◆ Work required ◆
Retype, word for word, every line of the records below starting at the one that contains "point: blue sky" and ending at the one that contains "point: smoldering debris"; include both of those lines and nothing more.

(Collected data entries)
■ ■ ■ ■ ■

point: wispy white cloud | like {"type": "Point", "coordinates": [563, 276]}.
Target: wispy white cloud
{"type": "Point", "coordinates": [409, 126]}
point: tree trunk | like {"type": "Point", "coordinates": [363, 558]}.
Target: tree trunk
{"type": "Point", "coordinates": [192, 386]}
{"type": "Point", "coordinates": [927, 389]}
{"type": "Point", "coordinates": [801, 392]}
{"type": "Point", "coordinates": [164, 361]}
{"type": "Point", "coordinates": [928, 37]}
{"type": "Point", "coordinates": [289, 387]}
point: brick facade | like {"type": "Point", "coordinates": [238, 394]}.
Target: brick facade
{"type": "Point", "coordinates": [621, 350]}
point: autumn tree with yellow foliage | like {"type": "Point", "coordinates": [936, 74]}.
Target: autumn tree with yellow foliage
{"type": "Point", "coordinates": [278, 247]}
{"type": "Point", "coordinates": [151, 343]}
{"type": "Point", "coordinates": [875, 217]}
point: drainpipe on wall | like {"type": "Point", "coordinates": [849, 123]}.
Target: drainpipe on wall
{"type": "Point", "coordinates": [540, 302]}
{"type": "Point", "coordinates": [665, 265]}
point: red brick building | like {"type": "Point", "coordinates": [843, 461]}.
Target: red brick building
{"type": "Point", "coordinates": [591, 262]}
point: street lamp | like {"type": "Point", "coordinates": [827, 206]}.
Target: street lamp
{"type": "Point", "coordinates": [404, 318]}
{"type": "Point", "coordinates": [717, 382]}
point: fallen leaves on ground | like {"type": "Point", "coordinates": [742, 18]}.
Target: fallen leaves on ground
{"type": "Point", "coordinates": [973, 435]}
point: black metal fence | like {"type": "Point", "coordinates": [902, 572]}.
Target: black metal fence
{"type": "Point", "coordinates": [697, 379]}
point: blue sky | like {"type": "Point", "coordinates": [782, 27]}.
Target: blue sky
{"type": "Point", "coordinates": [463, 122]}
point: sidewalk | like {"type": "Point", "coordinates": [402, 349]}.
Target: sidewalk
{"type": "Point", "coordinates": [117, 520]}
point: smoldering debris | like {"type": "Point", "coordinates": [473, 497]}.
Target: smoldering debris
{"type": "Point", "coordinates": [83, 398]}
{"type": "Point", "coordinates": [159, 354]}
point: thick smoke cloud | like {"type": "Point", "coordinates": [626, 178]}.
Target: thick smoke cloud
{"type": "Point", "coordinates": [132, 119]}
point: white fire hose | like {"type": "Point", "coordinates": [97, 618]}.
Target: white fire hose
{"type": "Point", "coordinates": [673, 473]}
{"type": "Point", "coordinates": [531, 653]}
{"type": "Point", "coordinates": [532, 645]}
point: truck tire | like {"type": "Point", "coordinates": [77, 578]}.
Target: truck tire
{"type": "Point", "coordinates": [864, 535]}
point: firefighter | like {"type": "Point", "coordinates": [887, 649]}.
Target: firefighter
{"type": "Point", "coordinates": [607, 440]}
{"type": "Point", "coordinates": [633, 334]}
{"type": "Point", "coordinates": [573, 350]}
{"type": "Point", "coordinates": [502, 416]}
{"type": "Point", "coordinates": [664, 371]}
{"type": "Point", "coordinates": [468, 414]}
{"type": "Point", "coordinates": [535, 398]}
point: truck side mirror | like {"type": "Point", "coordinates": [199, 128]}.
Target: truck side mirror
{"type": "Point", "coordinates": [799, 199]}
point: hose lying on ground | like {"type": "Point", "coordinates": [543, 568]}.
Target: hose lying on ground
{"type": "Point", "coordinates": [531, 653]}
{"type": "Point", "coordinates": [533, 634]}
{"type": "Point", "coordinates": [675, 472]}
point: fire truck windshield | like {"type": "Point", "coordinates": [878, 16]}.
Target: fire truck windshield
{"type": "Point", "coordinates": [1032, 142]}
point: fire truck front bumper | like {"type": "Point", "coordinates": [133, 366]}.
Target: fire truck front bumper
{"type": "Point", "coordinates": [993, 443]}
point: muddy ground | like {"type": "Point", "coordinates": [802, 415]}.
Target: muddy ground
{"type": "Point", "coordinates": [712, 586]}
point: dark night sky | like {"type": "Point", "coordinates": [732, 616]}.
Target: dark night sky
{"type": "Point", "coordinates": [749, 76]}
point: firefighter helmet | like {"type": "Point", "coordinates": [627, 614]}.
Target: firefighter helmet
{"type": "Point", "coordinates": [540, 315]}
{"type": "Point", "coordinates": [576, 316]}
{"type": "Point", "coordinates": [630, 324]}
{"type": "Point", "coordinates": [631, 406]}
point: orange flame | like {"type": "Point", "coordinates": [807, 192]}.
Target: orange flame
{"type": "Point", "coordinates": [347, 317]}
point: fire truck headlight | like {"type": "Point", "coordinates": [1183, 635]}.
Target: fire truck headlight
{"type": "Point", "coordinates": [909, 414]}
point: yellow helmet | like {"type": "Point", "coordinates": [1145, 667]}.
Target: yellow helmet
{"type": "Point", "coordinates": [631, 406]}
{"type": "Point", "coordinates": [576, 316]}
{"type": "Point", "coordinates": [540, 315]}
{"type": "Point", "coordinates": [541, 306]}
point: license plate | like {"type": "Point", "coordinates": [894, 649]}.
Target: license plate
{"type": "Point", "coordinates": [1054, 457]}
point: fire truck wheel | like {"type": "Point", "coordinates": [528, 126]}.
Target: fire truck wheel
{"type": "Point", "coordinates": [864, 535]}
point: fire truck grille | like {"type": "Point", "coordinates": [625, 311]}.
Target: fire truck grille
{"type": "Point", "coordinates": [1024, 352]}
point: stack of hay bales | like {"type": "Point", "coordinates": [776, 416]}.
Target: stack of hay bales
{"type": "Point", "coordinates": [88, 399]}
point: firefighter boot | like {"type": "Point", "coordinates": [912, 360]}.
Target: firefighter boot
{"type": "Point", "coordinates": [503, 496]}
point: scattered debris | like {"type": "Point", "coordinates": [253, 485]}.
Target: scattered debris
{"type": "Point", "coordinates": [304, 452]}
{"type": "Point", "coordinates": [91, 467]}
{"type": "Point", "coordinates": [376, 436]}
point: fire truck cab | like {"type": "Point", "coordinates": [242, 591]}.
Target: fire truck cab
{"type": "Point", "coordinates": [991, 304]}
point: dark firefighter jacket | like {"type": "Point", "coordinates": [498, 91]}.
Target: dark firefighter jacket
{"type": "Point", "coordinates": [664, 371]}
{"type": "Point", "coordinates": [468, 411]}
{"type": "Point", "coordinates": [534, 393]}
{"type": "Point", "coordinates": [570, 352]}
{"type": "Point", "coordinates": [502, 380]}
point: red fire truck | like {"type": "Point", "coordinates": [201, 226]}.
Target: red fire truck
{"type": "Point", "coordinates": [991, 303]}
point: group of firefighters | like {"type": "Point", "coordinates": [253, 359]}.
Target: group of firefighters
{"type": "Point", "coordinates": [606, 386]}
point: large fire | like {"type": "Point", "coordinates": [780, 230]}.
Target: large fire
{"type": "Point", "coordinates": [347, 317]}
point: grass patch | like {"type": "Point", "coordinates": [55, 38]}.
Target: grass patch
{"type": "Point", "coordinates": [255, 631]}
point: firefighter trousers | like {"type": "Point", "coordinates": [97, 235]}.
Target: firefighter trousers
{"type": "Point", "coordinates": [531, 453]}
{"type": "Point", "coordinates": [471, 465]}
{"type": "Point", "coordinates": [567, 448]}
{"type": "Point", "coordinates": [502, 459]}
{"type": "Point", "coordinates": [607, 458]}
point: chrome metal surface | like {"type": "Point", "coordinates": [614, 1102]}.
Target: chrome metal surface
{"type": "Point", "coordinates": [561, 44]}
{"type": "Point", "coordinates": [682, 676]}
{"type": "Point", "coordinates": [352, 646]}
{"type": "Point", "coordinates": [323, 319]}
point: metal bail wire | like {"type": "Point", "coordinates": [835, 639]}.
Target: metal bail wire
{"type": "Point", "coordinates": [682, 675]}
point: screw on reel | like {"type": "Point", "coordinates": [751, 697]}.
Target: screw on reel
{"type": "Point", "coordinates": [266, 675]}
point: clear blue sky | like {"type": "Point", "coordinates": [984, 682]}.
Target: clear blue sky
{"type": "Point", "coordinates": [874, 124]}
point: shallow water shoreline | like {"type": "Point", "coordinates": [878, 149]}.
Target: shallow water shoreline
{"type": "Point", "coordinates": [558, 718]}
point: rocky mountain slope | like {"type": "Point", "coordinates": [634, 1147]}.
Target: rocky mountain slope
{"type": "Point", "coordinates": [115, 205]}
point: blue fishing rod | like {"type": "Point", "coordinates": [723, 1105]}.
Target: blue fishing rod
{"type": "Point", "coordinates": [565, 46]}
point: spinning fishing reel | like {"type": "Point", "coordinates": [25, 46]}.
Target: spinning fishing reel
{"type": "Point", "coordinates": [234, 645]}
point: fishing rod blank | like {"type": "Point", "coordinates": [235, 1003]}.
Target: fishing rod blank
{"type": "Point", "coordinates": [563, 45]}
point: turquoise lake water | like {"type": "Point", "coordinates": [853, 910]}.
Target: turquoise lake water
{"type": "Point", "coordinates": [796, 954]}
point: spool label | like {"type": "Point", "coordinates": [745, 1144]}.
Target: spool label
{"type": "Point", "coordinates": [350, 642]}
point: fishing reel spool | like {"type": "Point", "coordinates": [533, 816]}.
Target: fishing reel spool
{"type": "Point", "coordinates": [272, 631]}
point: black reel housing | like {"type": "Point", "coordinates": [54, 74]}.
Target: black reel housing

■ ■ ■ ■ ■

◆ Response ◆
point: blue sky | like {"type": "Point", "coordinates": [782, 27]}.
Target: blue sky
{"type": "Point", "coordinates": [463, 122]}
point: sidewalk | like {"type": "Point", "coordinates": [402, 349]}.
Target: sidewalk
{"type": "Point", "coordinates": [117, 520]}
point: smoldering debris | like {"type": "Point", "coordinates": [473, 497]}.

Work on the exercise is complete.